§ REQUIRED WORK:
**A)** Decide whether each statement agrees with the governance passage, answering yes or no and quoting the deciding words: (i) Shareholders may write to a single director in care of the Company's Secretary. (ii) The Audit Committee has primary responsibility for the financial statements. (iii) The Corporate Secretary passes shareholder communications on to the Board or individual members as appropriate.
**B)** Reproduce part of the governance passage word for word, beginning at the words "The Audit Committee reviews" and stopping after "of internal control.".
━━━ TEXT SECTION ━━━
Ability of Stockholders to Communicate with the Board of Directors

Shareholders may contact the Board of Directors or a specified individual director by sending a written communication addressed to the Board of Directors or such individual director(s) in care of the Secretary of the Company at Vicon Industries, Inc., 89 Arkay Drive, Hauppauge, NY 11788.  The Company’s Corporate Secretary will relay all such communications to the Board of Directors, or individual members, as appropriate.

Report of the Audit Committee

The Audit Committee reviews the Company’s financial reporting process on behalf of the Board of Directors.  Management has the primary responsibility for the financial statements and the reporting process, including the systems of internal control.
━━━ ITEMS ━━━
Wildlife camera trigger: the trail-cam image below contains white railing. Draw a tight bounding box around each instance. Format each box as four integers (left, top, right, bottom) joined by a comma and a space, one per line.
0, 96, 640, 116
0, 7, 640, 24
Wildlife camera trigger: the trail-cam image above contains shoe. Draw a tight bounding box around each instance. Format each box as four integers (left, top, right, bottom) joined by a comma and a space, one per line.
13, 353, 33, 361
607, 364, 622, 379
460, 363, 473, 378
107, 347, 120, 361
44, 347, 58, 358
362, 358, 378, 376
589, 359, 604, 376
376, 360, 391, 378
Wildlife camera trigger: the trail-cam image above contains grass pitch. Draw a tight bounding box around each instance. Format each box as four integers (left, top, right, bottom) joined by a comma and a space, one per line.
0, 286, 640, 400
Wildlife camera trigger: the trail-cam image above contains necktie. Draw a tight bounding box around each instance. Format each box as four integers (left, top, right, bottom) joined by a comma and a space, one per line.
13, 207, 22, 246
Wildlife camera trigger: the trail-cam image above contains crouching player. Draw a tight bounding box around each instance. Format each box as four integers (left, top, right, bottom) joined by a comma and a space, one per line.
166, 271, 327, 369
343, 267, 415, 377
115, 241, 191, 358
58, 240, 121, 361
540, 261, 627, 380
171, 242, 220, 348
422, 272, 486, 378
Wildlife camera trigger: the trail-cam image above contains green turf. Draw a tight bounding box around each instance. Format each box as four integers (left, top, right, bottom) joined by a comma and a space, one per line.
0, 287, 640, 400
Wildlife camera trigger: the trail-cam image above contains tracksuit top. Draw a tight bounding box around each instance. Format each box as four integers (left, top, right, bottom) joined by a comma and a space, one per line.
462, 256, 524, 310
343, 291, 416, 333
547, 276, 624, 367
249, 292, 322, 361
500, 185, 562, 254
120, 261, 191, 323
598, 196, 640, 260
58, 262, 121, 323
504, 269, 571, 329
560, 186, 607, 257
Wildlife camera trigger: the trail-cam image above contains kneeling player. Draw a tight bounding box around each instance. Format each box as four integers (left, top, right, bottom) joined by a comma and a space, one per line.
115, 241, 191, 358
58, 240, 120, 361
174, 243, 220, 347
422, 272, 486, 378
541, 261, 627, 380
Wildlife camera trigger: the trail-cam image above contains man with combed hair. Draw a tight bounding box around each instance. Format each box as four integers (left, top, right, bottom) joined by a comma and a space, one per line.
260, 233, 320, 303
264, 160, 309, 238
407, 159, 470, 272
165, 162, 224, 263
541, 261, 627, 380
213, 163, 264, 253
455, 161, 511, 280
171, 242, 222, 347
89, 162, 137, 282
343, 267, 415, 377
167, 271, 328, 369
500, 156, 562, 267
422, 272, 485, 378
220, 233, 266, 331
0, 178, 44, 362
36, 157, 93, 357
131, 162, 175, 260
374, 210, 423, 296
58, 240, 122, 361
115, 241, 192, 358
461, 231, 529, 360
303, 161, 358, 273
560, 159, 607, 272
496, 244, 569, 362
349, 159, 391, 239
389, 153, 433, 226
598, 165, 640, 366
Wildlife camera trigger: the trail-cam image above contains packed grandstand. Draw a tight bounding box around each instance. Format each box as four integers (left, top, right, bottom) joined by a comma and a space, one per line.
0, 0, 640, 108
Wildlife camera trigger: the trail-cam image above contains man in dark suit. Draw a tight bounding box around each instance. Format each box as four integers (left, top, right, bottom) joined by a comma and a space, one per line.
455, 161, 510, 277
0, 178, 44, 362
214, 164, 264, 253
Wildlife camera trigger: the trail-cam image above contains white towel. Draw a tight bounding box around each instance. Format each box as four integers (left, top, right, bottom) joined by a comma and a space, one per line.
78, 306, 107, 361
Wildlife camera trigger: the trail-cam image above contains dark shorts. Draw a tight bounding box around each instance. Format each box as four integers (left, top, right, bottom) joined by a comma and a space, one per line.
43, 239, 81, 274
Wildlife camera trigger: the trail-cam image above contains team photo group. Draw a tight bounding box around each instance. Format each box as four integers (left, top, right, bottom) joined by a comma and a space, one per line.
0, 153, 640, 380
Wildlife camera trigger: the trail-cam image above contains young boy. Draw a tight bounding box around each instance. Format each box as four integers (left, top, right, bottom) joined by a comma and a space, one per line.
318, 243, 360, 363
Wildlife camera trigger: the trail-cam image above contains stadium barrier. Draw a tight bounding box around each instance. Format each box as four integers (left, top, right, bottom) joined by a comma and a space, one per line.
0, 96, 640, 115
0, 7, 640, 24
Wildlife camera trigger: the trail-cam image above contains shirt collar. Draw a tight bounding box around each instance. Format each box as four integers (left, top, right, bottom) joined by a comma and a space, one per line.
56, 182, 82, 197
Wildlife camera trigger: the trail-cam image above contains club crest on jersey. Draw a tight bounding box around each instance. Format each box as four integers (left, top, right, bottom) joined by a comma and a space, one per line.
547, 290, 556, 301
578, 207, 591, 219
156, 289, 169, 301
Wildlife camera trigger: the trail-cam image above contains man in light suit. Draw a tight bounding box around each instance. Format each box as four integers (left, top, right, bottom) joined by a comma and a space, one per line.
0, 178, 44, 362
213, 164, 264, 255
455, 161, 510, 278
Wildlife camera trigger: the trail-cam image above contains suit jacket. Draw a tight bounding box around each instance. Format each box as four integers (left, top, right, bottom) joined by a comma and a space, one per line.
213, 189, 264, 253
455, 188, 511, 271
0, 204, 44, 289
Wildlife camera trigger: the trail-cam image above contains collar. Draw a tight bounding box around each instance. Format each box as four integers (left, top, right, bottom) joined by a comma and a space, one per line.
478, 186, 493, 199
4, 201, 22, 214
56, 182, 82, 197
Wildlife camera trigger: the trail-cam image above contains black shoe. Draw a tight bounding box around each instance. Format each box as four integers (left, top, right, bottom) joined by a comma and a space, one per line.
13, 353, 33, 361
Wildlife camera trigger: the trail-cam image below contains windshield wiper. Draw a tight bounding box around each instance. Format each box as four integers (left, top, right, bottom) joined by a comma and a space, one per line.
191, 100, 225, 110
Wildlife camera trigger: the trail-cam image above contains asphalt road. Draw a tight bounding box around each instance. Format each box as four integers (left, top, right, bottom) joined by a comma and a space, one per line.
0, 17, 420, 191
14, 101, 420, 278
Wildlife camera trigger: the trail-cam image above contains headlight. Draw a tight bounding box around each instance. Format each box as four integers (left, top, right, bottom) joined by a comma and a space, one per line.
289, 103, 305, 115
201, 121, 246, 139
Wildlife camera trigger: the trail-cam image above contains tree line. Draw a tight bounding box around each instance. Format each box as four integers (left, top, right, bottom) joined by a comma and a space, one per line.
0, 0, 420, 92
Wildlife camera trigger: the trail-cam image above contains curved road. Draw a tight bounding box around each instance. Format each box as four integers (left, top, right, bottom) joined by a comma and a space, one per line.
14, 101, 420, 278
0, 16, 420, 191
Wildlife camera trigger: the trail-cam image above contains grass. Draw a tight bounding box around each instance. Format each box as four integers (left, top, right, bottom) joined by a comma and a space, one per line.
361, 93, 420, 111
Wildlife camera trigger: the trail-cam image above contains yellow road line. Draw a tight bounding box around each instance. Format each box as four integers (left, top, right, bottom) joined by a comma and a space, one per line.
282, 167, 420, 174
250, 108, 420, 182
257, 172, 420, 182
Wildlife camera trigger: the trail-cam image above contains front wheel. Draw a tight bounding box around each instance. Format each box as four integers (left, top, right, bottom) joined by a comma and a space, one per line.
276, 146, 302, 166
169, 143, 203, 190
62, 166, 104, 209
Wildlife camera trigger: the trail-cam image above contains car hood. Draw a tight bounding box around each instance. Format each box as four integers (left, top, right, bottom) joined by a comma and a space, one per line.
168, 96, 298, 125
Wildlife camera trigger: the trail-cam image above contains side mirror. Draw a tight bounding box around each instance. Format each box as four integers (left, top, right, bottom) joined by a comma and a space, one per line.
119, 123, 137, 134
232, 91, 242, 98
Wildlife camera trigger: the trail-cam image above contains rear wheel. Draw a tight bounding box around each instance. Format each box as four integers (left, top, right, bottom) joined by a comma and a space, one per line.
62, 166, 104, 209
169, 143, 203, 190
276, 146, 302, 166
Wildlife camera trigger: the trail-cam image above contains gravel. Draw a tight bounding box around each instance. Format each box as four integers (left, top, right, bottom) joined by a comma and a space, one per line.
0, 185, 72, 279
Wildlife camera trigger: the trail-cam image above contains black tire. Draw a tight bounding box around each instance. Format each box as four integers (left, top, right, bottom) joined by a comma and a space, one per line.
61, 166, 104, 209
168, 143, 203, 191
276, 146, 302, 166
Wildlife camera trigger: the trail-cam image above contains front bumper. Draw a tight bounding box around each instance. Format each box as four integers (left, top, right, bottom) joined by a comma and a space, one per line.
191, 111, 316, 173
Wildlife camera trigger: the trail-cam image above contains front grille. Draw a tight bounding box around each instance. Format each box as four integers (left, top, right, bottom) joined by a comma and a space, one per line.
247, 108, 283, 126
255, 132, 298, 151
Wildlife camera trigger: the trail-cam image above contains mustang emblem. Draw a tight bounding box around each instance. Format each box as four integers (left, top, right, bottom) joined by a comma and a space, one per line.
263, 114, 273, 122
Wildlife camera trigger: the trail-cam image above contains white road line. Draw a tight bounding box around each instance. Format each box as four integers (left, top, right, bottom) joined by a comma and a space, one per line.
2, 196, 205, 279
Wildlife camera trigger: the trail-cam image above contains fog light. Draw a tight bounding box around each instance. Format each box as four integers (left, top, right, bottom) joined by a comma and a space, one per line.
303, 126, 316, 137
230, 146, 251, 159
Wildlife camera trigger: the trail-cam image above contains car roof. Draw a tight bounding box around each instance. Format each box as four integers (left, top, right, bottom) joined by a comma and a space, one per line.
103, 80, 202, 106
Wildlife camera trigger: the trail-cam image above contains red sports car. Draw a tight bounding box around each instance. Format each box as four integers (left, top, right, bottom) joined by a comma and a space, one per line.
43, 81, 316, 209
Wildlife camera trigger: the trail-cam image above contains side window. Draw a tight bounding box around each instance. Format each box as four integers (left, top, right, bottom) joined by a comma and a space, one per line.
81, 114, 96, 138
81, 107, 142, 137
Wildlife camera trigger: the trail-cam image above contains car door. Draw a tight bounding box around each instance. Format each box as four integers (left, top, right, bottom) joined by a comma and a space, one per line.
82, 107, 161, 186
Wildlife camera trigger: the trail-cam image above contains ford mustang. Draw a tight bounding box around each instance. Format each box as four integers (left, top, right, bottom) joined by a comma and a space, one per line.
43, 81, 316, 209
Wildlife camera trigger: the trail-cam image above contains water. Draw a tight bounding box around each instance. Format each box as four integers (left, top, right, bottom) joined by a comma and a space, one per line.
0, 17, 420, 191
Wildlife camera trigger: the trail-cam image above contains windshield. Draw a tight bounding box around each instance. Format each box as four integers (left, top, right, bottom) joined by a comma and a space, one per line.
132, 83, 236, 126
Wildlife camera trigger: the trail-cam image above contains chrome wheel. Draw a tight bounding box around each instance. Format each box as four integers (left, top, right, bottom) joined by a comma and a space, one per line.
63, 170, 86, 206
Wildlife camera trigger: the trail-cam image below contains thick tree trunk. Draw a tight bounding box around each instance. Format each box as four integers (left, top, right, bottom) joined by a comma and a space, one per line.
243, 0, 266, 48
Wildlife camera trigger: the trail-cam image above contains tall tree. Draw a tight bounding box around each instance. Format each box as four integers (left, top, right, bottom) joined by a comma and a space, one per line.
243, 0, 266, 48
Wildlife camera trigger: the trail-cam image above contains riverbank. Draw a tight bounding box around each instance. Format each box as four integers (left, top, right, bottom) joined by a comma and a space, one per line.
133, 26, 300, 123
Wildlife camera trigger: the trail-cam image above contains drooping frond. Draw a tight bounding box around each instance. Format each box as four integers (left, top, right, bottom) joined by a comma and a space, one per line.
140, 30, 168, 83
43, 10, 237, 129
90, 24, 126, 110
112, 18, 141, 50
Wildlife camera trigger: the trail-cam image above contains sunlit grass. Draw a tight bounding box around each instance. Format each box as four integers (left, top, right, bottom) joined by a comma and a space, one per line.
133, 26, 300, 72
━━━
§ RESULTS OF THE EXERCISE:
**A)**
(i) Yes: "sending a written communication addressed to the Board of Directors or such individual director(s) in care of the Secretary of the Company"
(ii) No: "Management has the primary responsibility for the financial statements and the reporting process"
(iii) Yes: "The Company’s Corporate Secretary will relay all such communications to the Board of Directors, or individual members, as appropriate."

**B)**
The Audit Committee reviews the Company’s financial reporting process on behalf of the Board of Directors.  Management has the primary responsibility for the financial statements and the reporting process, including the systems of internal control.